WHAT TO PRODUCE: Render the rows below as a Markdown table with the columns "No." and "Line", giving each line its number and leaving out blank lines. Begin at the line that contains "Target: blue sky" and stop after the last of the rows.

DATA IN THIS EXERCISE:
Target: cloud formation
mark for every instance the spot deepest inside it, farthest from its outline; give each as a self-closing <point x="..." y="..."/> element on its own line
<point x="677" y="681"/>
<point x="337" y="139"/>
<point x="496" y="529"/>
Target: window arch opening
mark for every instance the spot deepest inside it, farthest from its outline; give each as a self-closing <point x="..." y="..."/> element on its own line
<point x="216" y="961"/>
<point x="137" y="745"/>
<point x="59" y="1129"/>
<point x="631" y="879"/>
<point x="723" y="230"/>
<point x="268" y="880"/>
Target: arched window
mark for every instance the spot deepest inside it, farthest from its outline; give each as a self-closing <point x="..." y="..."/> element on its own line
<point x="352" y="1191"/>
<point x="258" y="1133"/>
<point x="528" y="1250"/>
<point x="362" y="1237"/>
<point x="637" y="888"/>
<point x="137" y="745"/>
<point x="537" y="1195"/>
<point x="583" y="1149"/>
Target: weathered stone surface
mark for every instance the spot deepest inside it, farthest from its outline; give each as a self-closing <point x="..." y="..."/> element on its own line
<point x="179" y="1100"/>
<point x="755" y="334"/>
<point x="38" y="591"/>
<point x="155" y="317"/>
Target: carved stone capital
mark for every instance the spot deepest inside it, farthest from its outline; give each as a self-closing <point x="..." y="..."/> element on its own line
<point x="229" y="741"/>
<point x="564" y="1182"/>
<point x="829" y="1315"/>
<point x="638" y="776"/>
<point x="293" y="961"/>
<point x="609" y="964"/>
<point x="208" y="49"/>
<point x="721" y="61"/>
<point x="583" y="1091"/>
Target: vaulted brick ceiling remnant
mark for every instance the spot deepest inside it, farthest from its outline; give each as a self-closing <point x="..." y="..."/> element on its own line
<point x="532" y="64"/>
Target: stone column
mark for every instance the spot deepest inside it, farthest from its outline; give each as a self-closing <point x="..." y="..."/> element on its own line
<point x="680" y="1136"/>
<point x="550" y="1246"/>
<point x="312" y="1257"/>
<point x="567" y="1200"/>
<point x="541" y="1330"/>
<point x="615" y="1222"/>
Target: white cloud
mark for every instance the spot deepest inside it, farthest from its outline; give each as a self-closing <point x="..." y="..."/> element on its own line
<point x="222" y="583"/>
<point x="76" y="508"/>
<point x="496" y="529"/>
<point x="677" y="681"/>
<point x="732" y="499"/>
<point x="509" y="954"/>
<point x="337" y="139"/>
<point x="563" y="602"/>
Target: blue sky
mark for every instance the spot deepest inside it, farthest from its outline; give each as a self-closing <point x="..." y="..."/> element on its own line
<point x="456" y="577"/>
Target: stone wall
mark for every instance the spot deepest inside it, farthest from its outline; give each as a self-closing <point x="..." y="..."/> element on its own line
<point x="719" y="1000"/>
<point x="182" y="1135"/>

RESPONSE:
| No. | Line |
|---|---|
| 1 | Target: blue sky |
| 2 | mark for every instance the spot deepest inside it, farthest from its outline; give each as a self-closing <point x="..." y="..."/> element on its own line |
| 3 | <point x="456" y="577"/> |
| 4 | Target: stone wall |
| 5 | mark for every instance the spot deepest inside it, farthest from its outline; give each as a self-closing <point x="..." y="..."/> element on its own line |
| 6 | <point x="719" y="1000"/> |
| 7 | <point x="182" y="1135"/> |